Say whether each statement below agrees with the text on agentrelay improvements, answering yes or no and quoting the words of the text that decide it.
1. The existing run_info.json is a live document that tracks task status as a run proceeds.
2. The proposed audit log would add one timestamped JSON event per line.
3. Agents that hit slowdowns would record them in a .md file.

** Opening Text provided block **

Agents Note Possible Improvements in Project Infrastructure — If agents encounter things that slow them down (e.g. errors for certain gh commands that have to be re-run with new/different API) they make note of these in a .md file somewhere. Possible locations: under docs/, or under .workflow/ (docs may be better due to persistence?). Info provided by agent can note the hiccup and may suggest ways to fix (e.g. add something to CLAUDE.md, install a new package, etc.)

Improvements

Live run_state.json — a mutable per-run document at .workflow/<graph>/run_state.json that tracks each task's status, attempt count, and timestamps in real time. Currently agentrelay reconstructs state from scattered signal files on restart (hydration); an explicit state document would make that logic simpler and more robust (missing signal file = wrong state today). Would also serve as the natural place to record retry attempt counts for the retry-with-context loop feature. Richer than the existing run_info.json (which is a one-time snapshot of start HEAD + timestamp, not a live state document).
Structured audit log — an append-only .workflow/<graph>/audit.jsonl where each line is a timestamped JSON event: task dispatched, signal received, verdict parsed, retry attempted, merge completed, escalation triggered, etc. Currently agentrelay writes agent.log (raw tmux scrollback) and summary.md (PR body), which are human-readable but not machine-queryable. An audit log would enable grep/jq analysis across runs, per-task duration statistics, and retry rate tracking. Most useful once retry loops and escalation are in place — those add many new event types worth logging.

** Closing Text provided block **
** Opening Given material block **

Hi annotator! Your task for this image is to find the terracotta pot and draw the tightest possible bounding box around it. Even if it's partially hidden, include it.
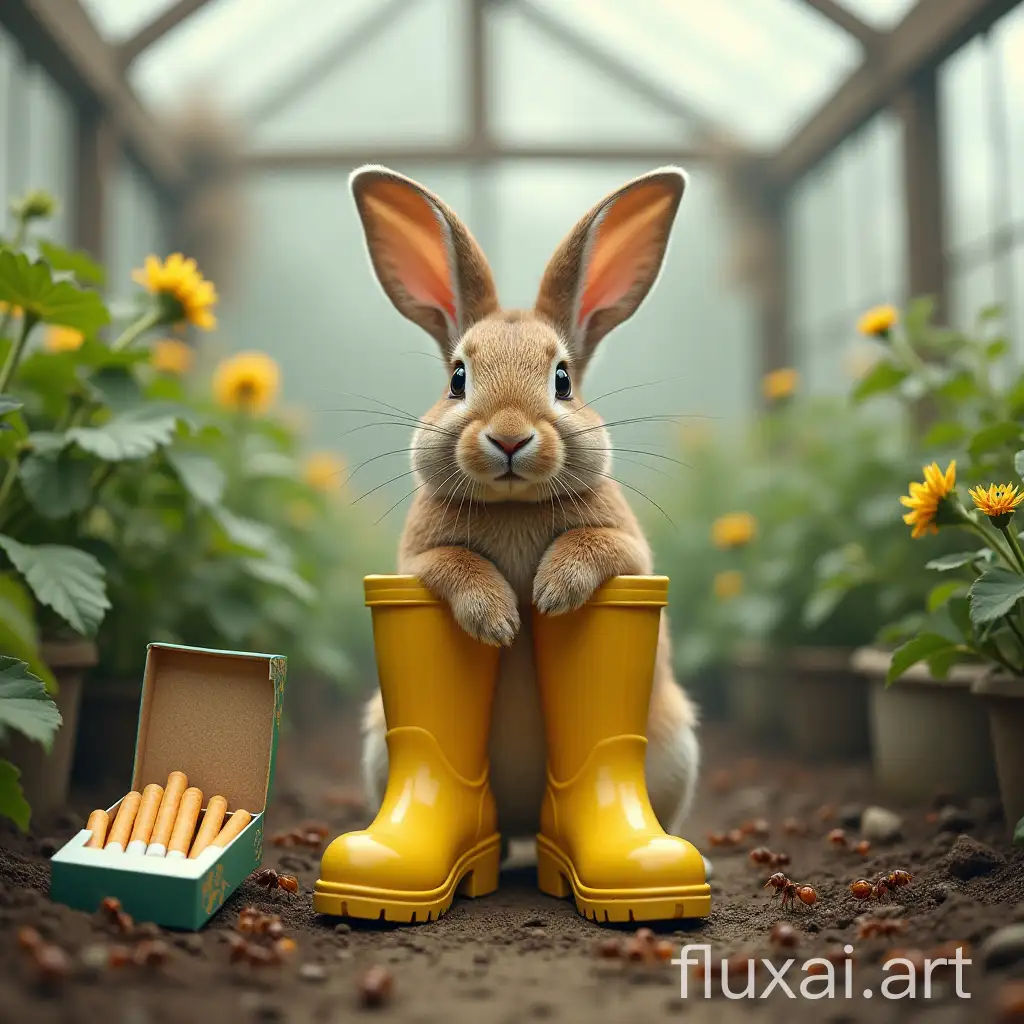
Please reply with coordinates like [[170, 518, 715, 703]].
[[726, 648, 785, 739], [4, 640, 96, 820], [782, 647, 870, 761], [73, 678, 142, 792], [973, 674, 1024, 831], [853, 647, 998, 800]]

** Closing Given material block **

### Solved problem
1. No: "which is a one-time snapshot of start HEAD + timestamp, not a live state document"
2. Yes: "each line is a timestamped JSON event"
3. Yes: "they make note of these in a .md file somewhere"